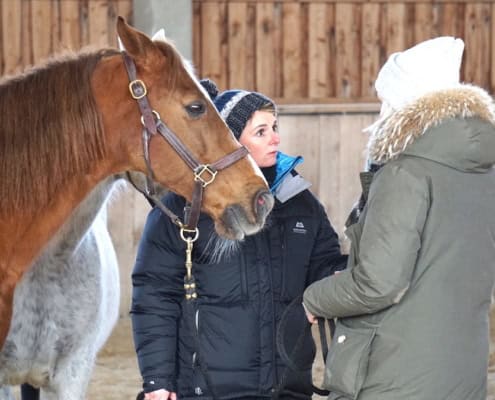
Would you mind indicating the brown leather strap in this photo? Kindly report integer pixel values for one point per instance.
(204, 174)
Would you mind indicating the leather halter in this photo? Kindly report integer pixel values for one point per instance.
(204, 174)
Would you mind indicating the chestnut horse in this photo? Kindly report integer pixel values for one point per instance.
(67, 125)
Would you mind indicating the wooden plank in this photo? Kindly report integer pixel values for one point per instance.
(236, 60)
(250, 49)
(12, 32)
(70, 28)
(319, 51)
(370, 48)
(423, 22)
(124, 9)
(84, 22)
(292, 54)
(448, 21)
(265, 49)
(41, 28)
(348, 54)
(197, 42)
(395, 28)
(98, 22)
(477, 41)
(27, 57)
(328, 107)
(212, 23)
(277, 50)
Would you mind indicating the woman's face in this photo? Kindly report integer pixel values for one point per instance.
(261, 138)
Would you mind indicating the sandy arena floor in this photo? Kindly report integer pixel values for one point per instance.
(116, 375)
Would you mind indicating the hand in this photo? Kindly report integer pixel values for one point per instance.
(160, 394)
(311, 318)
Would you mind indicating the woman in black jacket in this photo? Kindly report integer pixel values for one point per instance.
(242, 294)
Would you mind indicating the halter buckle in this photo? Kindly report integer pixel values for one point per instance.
(138, 89)
(198, 172)
(155, 113)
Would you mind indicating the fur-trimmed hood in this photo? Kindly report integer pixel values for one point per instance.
(455, 127)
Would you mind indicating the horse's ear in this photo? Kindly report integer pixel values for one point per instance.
(136, 43)
(160, 36)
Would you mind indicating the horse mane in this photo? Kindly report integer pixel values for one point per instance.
(50, 129)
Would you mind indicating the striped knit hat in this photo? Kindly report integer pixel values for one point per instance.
(236, 106)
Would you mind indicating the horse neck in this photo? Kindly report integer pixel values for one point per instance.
(73, 230)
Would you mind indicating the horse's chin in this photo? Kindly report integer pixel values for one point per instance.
(234, 224)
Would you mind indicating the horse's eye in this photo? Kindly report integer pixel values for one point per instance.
(196, 109)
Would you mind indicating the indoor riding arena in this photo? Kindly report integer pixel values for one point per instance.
(317, 59)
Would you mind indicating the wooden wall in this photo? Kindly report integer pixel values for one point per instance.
(32, 30)
(315, 50)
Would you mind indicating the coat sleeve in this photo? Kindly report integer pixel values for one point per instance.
(388, 249)
(157, 291)
(326, 256)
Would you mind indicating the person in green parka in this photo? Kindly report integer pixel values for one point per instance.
(412, 307)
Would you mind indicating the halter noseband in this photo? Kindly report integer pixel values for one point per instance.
(204, 174)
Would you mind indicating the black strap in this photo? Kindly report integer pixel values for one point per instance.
(289, 359)
(190, 317)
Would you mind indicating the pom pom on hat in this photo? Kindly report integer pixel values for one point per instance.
(210, 87)
(236, 107)
(429, 66)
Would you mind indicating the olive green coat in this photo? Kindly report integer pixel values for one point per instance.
(413, 305)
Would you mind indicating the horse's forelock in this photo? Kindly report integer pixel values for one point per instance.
(53, 129)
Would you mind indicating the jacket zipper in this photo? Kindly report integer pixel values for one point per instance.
(243, 274)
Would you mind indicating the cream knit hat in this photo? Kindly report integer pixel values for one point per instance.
(427, 67)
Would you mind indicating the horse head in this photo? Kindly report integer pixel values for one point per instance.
(236, 197)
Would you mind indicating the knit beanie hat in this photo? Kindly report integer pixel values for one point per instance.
(429, 66)
(236, 106)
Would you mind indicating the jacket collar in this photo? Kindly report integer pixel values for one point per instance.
(392, 133)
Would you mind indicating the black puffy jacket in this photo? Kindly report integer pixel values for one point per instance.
(240, 302)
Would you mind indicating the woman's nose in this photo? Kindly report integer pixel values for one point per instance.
(275, 138)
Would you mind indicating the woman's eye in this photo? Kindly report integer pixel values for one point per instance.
(196, 109)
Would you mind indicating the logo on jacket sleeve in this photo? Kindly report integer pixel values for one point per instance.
(299, 228)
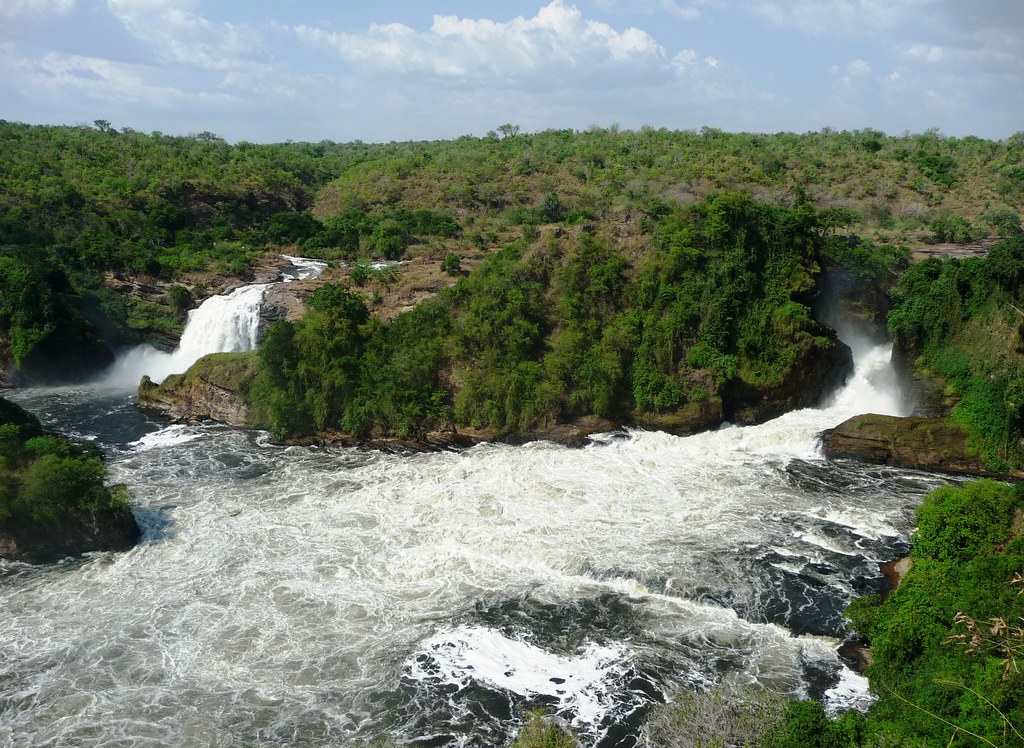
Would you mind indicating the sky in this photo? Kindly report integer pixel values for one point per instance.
(269, 71)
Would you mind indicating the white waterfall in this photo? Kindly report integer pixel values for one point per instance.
(221, 324)
(228, 323)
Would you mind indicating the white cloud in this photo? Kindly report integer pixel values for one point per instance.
(842, 16)
(924, 52)
(557, 44)
(858, 68)
(673, 7)
(176, 34)
(56, 76)
(34, 9)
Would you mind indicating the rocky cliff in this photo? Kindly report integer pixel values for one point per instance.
(923, 443)
(72, 533)
(214, 388)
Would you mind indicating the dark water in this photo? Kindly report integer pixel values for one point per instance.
(322, 596)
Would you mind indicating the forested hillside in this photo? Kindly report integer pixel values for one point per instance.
(83, 209)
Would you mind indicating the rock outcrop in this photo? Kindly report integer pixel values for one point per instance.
(819, 370)
(923, 443)
(73, 533)
(211, 389)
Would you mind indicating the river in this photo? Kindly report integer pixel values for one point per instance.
(327, 596)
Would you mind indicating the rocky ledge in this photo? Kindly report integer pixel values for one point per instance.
(923, 443)
(211, 389)
(72, 533)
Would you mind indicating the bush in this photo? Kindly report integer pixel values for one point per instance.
(452, 264)
(960, 524)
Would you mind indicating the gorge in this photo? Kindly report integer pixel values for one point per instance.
(330, 595)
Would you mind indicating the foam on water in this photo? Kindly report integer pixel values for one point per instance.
(324, 596)
(221, 324)
(170, 435)
(582, 683)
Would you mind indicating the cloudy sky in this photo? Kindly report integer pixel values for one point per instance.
(310, 70)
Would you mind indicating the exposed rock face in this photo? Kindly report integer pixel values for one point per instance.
(196, 398)
(927, 444)
(73, 533)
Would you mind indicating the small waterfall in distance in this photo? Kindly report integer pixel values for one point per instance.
(227, 323)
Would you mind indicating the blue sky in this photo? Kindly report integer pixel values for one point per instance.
(311, 70)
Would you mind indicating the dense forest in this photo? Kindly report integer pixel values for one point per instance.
(84, 207)
(666, 279)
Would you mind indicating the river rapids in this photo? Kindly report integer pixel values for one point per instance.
(340, 596)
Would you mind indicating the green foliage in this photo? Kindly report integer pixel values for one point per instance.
(951, 227)
(552, 332)
(928, 686)
(960, 524)
(958, 317)
(43, 476)
(868, 262)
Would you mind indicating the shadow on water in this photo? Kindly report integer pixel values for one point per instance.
(156, 523)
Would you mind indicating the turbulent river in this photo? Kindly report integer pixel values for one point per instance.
(339, 596)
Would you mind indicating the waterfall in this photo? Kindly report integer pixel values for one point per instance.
(338, 596)
(228, 323)
(221, 324)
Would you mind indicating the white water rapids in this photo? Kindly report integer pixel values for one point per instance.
(227, 323)
(331, 596)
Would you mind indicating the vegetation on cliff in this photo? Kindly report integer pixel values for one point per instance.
(713, 322)
(53, 499)
(80, 206)
(962, 319)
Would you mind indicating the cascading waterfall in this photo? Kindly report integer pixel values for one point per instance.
(227, 323)
(221, 324)
(331, 596)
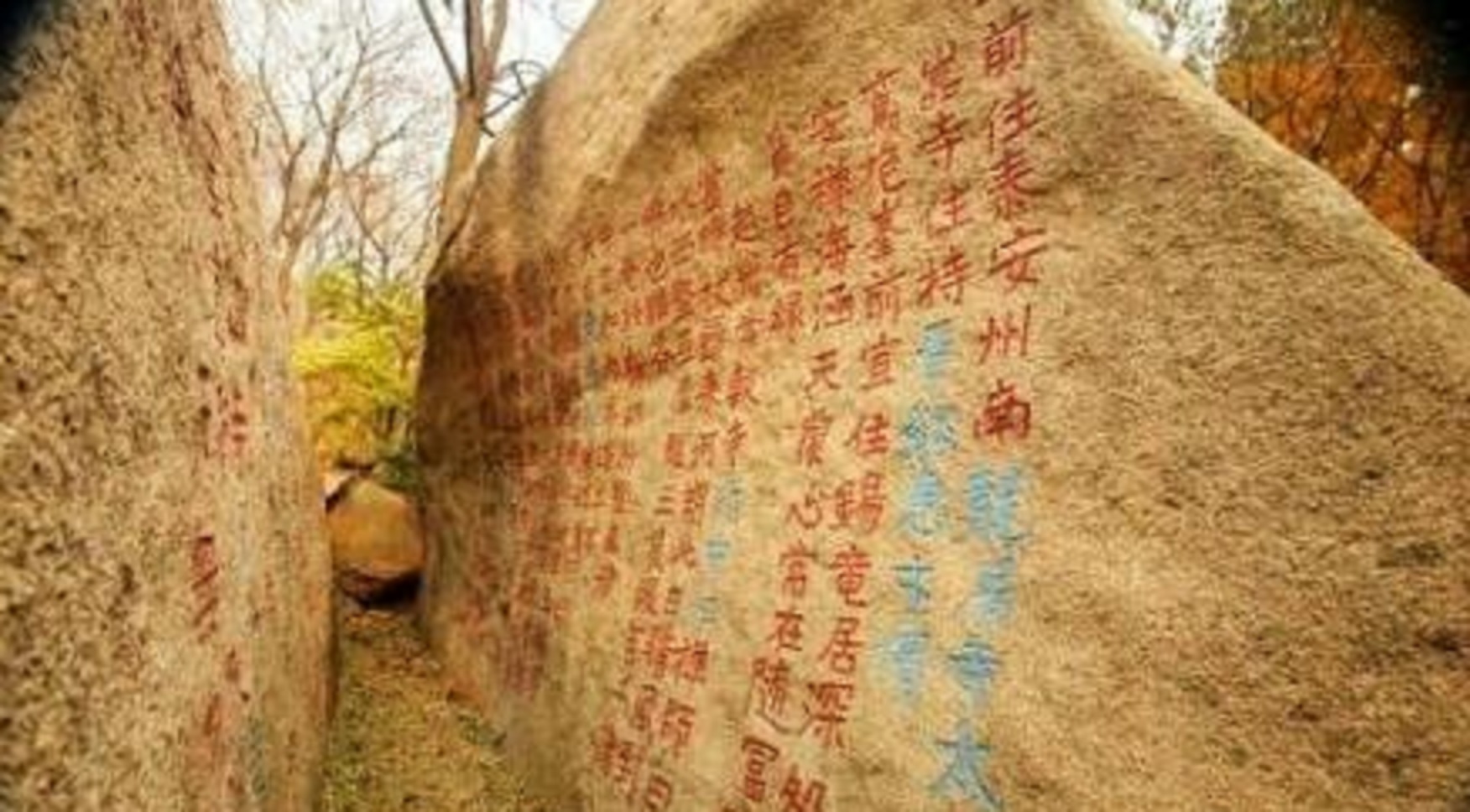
_ _ _ _ _ _ _
| Short exercise |
Find every line in the items above that contains "coat" and copy each one in full, treating uppercase and lowercase as different.

| Full output |
Would you mind indicating the coat sleeve in this photo? Kindly report integer pixel values for one point per instance.
Would you mind indicating the olive green coat in this photo? Kindly report integer pixel values for one point per instance.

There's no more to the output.